---------- LISTED RECORDS

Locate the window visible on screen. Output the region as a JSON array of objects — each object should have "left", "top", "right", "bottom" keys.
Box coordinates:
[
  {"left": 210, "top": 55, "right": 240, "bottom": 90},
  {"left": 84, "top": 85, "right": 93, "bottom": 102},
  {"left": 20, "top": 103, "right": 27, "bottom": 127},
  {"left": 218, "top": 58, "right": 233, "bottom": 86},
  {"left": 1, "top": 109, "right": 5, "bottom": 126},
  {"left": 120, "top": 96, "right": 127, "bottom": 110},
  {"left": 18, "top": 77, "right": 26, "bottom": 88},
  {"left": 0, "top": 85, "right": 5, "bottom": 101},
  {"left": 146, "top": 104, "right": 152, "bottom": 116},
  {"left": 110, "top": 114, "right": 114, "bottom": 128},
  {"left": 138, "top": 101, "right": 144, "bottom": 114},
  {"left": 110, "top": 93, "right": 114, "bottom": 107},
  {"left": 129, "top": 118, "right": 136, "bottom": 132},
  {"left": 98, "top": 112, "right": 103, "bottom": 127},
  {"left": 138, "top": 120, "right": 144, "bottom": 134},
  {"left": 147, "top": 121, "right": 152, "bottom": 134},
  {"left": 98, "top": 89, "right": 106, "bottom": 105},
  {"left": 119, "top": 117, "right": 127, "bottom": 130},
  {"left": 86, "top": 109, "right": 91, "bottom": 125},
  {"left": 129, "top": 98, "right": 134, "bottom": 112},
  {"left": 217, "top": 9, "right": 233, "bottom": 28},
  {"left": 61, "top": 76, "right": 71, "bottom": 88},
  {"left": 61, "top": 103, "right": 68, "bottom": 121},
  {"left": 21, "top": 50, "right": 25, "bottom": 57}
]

--------------------

THE PROBLEM:
Copy out the lines of data above, swapping "window" for "door" and keeping every other character the same.

EXERCISE ANSWER:
Locate the door visible on screen. Output the region as a JSON array of objects — each object should have "left", "top", "right", "bottom" keys.
Box coordinates:
[
  {"left": 210, "top": 55, "right": 240, "bottom": 90},
  {"left": 84, "top": 85, "right": 93, "bottom": 102},
  {"left": 20, "top": 103, "right": 27, "bottom": 127},
  {"left": 218, "top": 58, "right": 233, "bottom": 86},
  {"left": 1, "top": 109, "right": 5, "bottom": 126},
  {"left": 120, "top": 96, "right": 127, "bottom": 110},
  {"left": 18, "top": 77, "right": 26, "bottom": 88},
  {"left": 0, "top": 85, "right": 5, "bottom": 101},
  {"left": 146, "top": 104, "right": 152, "bottom": 116},
  {"left": 110, "top": 114, "right": 114, "bottom": 128},
  {"left": 138, "top": 101, "right": 144, "bottom": 114},
  {"left": 110, "top": 93, "right": 114, "bottom": 107},
  {"left": 129, "top": 118, "right": 136, "bottom": 132},
  {"left": 98, "top": 112, "right": 103, "bottom": 127},
  {"left": 138, "top": 120, "right": 144, "bottom": 134},
  {"left": 147, "top": 121, "right": 152, "bottom": 134},
  {"left": 98, "top": 89, "right": 106, "bottom": 105},
  {"left": 119, "top": 117, "right": 127, "bottom": 130},
  {"left": 86, "top": 109, "right": 91, "bottom": 125},
  {"left": 129, "top": 98, "right": 134, "bottom": 112},
  {"left": 217, "top": 9, "right": 233, "bottom": 28},
  {"left": 61, "top": 76, "right": 71, "bottom": 88},
  {"left": 61, "top": 103, "right": 68, "bottom": 121},
  {"left": 21, "top": 50, "right": 25, "bottom": 57}
]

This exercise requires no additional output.